## Task statement
Your answer should consist of the listing, repeated exactly.

## Records for processing
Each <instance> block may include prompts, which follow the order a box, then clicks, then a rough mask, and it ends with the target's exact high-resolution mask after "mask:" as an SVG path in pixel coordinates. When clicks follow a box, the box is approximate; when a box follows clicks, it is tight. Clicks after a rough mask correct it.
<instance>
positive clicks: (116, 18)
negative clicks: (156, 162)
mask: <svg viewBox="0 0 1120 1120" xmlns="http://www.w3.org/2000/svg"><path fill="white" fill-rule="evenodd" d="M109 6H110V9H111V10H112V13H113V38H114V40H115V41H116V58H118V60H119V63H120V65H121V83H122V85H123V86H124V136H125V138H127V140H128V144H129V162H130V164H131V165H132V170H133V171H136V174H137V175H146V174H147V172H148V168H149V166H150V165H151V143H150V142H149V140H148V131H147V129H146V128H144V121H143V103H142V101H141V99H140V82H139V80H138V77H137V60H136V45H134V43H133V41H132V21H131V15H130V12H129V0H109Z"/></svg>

## Exercise output
Each <instance> block may include prompts, which follow the order a box, then clicks, then a rough mask, and it ends with the target's exact high-resolution mask after "mask:" as an SVG path in pixel coordinates. When clicks follow a box, the box is approximate; when a box follows clicks, it is tight. Clicks after a rough mask correct it.
<instance>
positive clicks: (116, 18)
negative clicks: (156, 162)
mask: <svg viewBox="0 0 1120 1120" xmlns="http://www.w3.org/2000/svg"><path fill="white" fill-rule="evenodd" d="M109 6H110V9H111V10H112V13H113V38H114V40H115V41H116V58H118V60H119V63H120V65H121V83H122V85H123V86H124V136H125V138H127V140H128V144H129V162H130V164H131V165H132V170H133V171H136V174H137V175H146V174H147V172H148V168H149V166H150V165H151V143H150V142H149V140H148V131H147V129H146V128H144V121H143V103H142V101H141V99H140V82H139V80H138V77H137V60H136V45H134V43H133V41H132V21H131V15H130V12H129V0H109Z"/></svg>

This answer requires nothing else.